◆ What the exercise asks
Copy the data that follows, character for character, minus the pictures.

=== Task inputs ===

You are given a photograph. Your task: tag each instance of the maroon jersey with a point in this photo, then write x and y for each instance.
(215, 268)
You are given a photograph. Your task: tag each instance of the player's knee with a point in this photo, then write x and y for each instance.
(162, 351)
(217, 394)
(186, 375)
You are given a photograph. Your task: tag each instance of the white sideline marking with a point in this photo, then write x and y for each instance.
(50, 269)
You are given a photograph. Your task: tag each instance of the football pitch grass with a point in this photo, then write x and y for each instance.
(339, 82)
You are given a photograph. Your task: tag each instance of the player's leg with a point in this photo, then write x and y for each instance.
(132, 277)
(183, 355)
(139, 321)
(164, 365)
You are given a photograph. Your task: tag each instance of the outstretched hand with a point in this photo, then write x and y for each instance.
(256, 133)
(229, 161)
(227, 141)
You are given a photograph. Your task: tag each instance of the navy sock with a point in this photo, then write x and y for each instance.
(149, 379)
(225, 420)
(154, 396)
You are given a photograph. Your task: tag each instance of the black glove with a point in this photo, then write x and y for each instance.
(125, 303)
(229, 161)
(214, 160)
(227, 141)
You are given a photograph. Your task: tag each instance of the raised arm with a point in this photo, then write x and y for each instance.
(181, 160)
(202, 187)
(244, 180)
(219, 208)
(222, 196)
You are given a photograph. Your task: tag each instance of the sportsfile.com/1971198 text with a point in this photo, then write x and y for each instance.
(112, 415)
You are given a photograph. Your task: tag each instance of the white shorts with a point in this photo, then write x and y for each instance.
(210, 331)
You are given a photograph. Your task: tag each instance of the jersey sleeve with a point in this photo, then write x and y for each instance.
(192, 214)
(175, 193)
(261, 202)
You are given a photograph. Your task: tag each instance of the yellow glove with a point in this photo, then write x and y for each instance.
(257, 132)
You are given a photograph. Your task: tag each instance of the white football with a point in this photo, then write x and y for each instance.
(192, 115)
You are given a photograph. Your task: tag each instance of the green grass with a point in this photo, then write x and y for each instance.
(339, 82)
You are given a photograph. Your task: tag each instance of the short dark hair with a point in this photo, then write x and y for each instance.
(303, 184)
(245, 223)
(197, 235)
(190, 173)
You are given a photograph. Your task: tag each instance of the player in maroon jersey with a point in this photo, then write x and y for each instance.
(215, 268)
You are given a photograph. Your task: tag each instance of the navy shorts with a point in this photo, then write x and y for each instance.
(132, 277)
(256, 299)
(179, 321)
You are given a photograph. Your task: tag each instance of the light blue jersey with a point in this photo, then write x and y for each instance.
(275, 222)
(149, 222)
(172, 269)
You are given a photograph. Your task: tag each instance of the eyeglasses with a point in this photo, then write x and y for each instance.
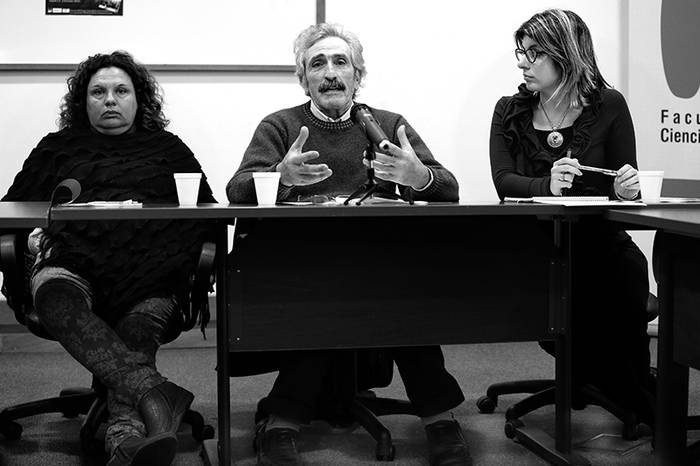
(530, 54)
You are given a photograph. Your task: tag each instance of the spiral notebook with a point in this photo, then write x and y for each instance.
(576, 201)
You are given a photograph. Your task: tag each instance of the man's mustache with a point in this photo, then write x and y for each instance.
(331, 86)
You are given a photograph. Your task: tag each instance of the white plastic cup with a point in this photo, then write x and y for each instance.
(187, 185)
(650, 182)
(266, 185)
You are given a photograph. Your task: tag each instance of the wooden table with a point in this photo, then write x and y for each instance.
(491, 252)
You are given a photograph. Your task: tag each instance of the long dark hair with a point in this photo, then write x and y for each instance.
(564, 36)
(149, 114)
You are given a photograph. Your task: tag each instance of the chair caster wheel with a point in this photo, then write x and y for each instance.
(11, 430)
(486, 404)
(385, 452)
(206, 433)
(70, 413)
(511, 427)
(634, 431)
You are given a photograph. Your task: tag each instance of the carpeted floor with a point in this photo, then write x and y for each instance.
(53, 440)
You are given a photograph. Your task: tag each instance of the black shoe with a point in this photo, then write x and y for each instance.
(149, 451)
(277, 446)
(446, 444)
(163, 407)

===

◆ Result of this task
You are given a photograph. Your task: tag each instance of the maroon jersey with a point in this photo, then write x and y for each instance.
(215, 268)
You are given a photograph. Your task: tag each instance of the player's knee with a point in this photo, then write x and y for each instance.
(162, 351)
(217, 394)
(186, 375)
You are given a photograph. Your task: tag each instance of the white sideline marking with a point in this photo, then write x and y for each instance.
(50, 269)
You are given a photograph. Your task: tag each instance of the football pitch grass with a point in this photo, then write x and y for each instance.
(339, 82)
You are given a photograph. Your task: tag each instance of the player's leg with a point in this photo, then write x and y for each instance.
(132, 277)
(183, 355)
(139, 321)
(164, 365)
You are given a photograph. Your task: tag each instance of the outstretched hand with a point in this photo, then write x and y for each instance.
(256, 133)
(229, 161)
(227, 141)
You are given a photograph. Your task: tag each instance of the navy sock with a point in this photo, then write x and y for each instance.
(149, 379)
(225, 420)
(154, 396)
You are given a photograph. Your task: tag each instance of the black glove with a point in this photo, then write x and y for each instance.
(125, 303)
(229, 161)
(214, 160)
(227, 141)
You are given a photograph. Your task: tag each instance of the raised arm with a point in this photo, then write x and y for each instance.
(181, 160)
(202, 187)
(244, 180)
(219, 208)
(222, 196)
You are given a photograph. Your task: tag each instance of the sportsfile.com/1971198 text with a point in this photo, then write x and y for each instance.
(112, 415)
You are given a photograph. Your task: tag each instance of the white shorts with a point in this photo, then write x and y for each instance.
(210, 331)
You are given a photograph. Your task: tag each instance of the jersey sleeve with a point in this photo, then write x and y for each instance.
(192, 214)
(175, 193)
(261, 202)
You are given a photograph. Your task: tag each instance of the yellow glove with a point in this photo, then write x and y for each instance.
(257, 132)
You are given a photograph. Your task: tag each instance of the white football with a point in this photo, then write x and y for each instance.
(192, 115)
You are given a photograph. Your task: tag each instance of the green grass with a point in this photo, then write x and y for each instance.
(339, 82)
You are given a photograph. Your task: tag each instance of the short dark hair with a point in this photo, then write x and y for each instance.
(303, 184)
(245, 223)
(197, 235)
(190, 173)
You are given a photograph. Your task: tag each instance of the player in maroon jersey with a point in this photo, then write x and y for each instance.
(215, 268)
You are given a photograph. Your task: tag each instance of the navy shorts with a point in this photo, then write x and y for each instance.
(132, 277)
(256, 299)
(179, 321)
You are given a photograph. Your task: tag each instance of the light blue jersey with a point in this photo, then write x and y for each instance.
(275, 222)
(149, 222)
(172, 269)
You are given a photograph. Your task: tag each instance of the eyeglasses with a point in this photo, then write x and y for each instance.
(530, 54)
You are given a photograph. Your task: tag each instance of the spiral notebook with a point in this photo, then write x and y for each instance.
(576, 201)
You are given a photograph. Your task: tag each instance of the man's mustache with a point in this photo, then write x and y for each instance.
(331, 86)
You are given a photograph. Your task: tag each instance of the white plastic cup with a point in this photo, then write x and y for each instance.
(187, 185)
(650, 182)
(266, 185)
You are given a photograph. Your task: tag each instance of the wooden table with a point in this photo, then write x and y for each instance.
(491, 252)
You are given a photograph. Your task: tag each instance of the long dark hair with a point in this photo, then write x and y for each instance.
(564, 36)
(149, 114)
You are given a photograph. Your task: tag each instance of the chair caster wheel with a point in this photo, then write x and y for each instance.
(11, 430)
(486, 404)
(385, 452)
(206, 433)
(70, 413)
(511, 427)
(634, 431)
You are given a photograph. Your task: tag each instance of the carpeted floor with a point in this photo, then write x and y for each instance.
(53, 440)
You are given a photograph. Your task: tag each instance of the black shoe with a point in this photo, then write x and y for each instance.
(149, 451)
(277, 446)
(446, 444)
(163, 407)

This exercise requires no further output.